Problem details: In the records that follow, the lines from the one containing "instance, sample <point>272,331</point>." to the one containing "instance, sample <point>147,169</point>.", inclusive, are to be given again exactly.

Supplied information:
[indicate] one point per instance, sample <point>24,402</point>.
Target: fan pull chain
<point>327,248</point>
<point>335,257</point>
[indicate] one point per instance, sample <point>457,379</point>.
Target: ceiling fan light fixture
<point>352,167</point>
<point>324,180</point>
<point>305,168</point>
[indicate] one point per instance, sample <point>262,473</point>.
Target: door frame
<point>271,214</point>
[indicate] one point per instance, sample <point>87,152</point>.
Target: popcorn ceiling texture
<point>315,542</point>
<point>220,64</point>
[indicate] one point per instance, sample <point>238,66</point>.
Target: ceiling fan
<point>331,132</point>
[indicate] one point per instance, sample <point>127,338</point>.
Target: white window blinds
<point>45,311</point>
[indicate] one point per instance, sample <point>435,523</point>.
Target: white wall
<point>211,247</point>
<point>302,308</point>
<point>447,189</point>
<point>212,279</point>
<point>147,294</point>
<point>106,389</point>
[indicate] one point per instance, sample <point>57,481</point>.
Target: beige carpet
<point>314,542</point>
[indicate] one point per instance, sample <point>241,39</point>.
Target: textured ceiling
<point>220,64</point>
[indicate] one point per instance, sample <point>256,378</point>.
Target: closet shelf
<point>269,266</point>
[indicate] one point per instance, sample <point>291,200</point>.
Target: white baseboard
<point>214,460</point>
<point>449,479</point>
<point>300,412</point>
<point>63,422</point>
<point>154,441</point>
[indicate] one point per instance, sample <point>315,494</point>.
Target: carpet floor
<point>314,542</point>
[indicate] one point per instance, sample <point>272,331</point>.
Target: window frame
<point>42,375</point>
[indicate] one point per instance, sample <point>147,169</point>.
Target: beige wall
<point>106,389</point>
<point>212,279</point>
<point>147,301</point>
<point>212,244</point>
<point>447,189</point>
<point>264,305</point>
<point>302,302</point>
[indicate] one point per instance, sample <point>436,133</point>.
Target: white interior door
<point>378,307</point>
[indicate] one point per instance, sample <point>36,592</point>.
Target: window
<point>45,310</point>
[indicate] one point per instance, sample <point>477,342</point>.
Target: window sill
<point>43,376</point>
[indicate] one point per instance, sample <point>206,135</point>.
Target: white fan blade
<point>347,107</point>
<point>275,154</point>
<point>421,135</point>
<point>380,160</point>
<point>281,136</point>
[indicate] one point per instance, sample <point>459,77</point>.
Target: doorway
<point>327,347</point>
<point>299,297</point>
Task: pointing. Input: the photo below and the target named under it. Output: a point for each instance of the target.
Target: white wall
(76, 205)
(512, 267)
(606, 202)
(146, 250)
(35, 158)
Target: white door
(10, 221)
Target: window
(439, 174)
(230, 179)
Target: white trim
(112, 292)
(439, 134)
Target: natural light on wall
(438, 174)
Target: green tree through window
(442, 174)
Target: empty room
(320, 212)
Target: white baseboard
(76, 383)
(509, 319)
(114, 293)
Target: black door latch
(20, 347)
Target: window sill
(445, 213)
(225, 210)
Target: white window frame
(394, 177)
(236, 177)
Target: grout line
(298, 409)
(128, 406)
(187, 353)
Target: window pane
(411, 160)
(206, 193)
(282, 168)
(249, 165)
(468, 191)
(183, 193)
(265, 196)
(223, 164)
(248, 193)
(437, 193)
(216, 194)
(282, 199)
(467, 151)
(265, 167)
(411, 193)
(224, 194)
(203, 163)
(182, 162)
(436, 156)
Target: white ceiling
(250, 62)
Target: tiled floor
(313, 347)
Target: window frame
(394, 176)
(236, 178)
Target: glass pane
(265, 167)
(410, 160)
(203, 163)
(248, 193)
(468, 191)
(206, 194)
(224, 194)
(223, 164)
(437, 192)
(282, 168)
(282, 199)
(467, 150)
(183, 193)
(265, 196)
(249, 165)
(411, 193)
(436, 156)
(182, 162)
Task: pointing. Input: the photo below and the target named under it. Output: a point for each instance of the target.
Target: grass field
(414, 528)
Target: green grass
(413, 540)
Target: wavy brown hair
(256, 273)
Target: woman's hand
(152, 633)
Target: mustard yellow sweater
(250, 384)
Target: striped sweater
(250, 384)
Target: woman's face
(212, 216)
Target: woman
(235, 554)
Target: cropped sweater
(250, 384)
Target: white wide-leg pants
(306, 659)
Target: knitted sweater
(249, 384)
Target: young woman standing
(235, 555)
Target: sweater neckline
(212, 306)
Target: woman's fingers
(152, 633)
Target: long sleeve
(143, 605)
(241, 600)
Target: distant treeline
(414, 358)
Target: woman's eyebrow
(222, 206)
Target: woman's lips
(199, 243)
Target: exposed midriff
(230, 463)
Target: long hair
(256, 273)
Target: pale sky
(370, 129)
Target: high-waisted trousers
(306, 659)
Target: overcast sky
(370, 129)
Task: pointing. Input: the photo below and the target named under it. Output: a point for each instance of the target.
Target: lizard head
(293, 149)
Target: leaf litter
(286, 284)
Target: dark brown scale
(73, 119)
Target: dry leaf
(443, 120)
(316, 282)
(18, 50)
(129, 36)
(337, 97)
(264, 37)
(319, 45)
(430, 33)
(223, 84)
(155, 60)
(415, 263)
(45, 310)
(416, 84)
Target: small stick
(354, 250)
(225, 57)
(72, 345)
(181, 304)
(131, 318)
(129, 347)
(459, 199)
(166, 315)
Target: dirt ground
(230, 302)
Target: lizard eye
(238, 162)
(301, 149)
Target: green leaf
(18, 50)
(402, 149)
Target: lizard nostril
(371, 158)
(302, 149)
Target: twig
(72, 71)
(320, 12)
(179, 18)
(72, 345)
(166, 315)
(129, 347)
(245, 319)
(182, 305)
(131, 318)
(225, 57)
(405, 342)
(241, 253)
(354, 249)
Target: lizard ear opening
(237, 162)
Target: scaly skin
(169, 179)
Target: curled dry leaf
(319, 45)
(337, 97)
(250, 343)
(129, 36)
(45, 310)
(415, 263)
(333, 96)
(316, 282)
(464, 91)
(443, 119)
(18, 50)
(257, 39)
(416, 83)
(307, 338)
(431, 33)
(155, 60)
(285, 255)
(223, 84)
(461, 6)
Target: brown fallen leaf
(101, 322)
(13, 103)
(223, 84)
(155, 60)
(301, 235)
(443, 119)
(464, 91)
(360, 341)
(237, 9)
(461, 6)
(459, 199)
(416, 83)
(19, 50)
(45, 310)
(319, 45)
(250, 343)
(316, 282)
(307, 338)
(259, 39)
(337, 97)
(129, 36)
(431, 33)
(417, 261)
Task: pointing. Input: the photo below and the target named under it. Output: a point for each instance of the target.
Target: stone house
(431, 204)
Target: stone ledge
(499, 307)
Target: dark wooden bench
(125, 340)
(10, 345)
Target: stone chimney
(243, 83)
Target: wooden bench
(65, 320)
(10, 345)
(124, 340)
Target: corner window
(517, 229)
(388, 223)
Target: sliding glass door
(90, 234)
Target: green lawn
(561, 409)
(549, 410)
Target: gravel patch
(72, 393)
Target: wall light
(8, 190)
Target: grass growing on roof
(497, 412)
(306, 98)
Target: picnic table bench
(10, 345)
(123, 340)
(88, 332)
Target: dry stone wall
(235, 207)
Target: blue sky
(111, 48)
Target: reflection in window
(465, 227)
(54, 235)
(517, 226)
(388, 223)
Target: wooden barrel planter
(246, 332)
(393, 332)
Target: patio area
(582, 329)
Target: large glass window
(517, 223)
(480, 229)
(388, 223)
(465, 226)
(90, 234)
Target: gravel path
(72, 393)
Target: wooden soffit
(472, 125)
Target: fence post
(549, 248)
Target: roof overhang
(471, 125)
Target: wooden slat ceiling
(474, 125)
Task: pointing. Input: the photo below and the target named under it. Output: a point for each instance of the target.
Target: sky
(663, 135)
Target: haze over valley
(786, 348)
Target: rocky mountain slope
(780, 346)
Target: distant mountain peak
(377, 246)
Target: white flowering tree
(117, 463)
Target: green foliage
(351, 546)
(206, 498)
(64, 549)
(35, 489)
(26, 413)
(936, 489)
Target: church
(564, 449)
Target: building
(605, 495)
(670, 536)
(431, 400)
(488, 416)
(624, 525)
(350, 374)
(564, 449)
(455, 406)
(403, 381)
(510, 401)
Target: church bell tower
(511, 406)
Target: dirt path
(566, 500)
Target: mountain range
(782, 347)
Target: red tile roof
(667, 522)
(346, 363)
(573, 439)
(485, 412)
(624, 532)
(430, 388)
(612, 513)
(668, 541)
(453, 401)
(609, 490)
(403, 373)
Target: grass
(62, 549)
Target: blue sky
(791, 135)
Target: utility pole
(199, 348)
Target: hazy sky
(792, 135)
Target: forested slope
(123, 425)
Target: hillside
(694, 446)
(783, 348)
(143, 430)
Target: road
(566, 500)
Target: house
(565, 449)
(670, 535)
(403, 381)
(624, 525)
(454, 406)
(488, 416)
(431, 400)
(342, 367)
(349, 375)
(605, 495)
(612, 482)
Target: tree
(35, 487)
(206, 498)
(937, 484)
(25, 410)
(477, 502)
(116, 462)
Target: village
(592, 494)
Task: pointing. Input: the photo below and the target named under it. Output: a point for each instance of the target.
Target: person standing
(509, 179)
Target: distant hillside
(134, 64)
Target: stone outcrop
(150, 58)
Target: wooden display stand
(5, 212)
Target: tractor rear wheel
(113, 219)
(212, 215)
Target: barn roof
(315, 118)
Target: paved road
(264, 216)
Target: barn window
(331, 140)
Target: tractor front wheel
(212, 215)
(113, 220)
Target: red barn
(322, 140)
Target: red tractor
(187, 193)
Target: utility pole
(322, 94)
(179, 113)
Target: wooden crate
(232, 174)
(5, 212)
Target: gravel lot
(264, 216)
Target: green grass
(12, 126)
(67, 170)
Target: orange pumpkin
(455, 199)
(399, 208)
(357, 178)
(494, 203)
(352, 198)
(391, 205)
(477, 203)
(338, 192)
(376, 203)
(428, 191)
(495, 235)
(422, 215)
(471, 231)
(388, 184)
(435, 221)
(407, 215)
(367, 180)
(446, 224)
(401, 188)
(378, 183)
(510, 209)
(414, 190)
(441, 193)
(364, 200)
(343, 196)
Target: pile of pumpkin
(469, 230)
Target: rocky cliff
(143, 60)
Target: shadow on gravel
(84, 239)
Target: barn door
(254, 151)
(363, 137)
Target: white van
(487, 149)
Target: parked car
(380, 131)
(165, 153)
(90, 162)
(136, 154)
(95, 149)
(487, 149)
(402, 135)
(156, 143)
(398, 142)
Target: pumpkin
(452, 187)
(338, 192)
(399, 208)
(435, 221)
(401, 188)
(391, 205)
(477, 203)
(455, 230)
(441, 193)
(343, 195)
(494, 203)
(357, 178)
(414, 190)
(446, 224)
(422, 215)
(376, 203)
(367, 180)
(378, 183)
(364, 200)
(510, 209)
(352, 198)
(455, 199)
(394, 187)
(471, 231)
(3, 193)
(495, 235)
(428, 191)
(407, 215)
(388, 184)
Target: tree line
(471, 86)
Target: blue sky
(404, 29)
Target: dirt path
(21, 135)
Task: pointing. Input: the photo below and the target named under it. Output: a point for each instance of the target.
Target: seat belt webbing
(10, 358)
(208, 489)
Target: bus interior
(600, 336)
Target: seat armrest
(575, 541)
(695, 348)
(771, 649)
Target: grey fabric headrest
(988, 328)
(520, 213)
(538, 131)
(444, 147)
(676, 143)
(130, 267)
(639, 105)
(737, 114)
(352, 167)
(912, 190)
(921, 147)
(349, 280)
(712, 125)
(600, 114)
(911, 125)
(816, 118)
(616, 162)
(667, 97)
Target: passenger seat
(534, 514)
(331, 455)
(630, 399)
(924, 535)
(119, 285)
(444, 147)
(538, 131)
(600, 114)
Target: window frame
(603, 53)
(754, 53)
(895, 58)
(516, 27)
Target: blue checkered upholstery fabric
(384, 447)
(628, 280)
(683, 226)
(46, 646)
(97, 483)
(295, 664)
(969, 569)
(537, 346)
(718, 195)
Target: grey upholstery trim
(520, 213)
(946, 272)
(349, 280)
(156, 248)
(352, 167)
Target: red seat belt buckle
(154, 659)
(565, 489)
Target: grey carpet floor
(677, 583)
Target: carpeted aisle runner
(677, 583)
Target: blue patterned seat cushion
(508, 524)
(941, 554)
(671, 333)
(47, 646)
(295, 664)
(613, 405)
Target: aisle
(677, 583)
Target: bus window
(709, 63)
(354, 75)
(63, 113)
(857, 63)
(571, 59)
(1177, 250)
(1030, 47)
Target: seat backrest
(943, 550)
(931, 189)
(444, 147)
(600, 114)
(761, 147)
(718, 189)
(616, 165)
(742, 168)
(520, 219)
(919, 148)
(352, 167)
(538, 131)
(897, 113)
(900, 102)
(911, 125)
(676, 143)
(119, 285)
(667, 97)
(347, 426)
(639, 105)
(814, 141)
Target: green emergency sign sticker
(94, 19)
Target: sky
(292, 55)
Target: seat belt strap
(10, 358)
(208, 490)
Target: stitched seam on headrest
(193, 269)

Problem solution:
[indicate] one point per instance, sample <point>272,331</point>.
Target: window frame
<point>42,375</point>
[indicate] one point per instance, sample <point>147,169</point>.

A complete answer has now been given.